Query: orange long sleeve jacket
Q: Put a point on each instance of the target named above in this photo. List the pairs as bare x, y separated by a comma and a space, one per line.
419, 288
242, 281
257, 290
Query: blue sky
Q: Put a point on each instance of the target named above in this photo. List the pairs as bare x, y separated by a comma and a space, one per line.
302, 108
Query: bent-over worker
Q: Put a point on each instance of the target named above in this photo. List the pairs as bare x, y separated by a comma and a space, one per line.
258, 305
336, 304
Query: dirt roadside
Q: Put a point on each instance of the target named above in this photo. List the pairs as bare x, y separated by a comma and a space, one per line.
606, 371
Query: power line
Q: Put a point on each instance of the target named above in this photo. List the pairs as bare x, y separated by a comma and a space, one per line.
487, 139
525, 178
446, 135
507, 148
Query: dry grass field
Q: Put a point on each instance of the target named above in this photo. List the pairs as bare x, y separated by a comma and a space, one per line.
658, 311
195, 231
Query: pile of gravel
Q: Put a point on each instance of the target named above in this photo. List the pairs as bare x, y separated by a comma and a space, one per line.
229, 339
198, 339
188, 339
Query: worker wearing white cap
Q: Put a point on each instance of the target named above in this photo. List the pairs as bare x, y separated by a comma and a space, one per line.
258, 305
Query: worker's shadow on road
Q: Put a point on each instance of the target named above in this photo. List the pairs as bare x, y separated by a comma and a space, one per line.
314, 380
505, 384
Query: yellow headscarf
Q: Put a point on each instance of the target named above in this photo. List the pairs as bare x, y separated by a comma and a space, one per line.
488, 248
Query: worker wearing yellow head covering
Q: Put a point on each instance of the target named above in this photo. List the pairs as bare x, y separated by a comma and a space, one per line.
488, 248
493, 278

------------

**Task details**
Shift every answer coordinate up by 75: reproduce each line from the one containing "Query: power line" through the end of the items, leaving all other lines unchanged and adding 75 to both the x and y values of every point in the answers.

**Task answer**
Query: power line
Q: Put a point on each instance of the target named above in this photo. List the pairs as bare x, y separated by a comma and a space, one per line.
562, 214
600, 253
521, 210
582, 223
Query: dry grass field
Q: Put a point on each instance of the target named above in this photo. List the pairs as bare x, y separated by a comma and a space, one per line.
733, 386
270, 306
Query: pile of gravel
Q: Put a point on each instance of the target named above in this photo. List the pairs as bare x, y separated by a comma and a space, one per line.
304, 414
273, 414
263, 414
Query: worker wearing white cap
Q: Put a point on each instance of the target named above in this photo. List the pairs as bare x, y separated by a comma and a space, one per line.
333, 380
Query: worker's shadow on road
Q: Put a point on each instance of the target named above in this photo. List the pairs as bare x, y separated by a comma and a space, one per line.
389, 455
580, 459
Query: yellow headscarf
Q: Put a point on each instance of the target named above in this photo. List the pairs as bare x, y separated by a comma and a space, one per line.
563, 323
Query: worker wearing yellow head covering
Q: Put a point on each instance of the target named above in this photo. List the pairs as bare x, y separated by a comma and a space, one per line.
563, 323
568, 353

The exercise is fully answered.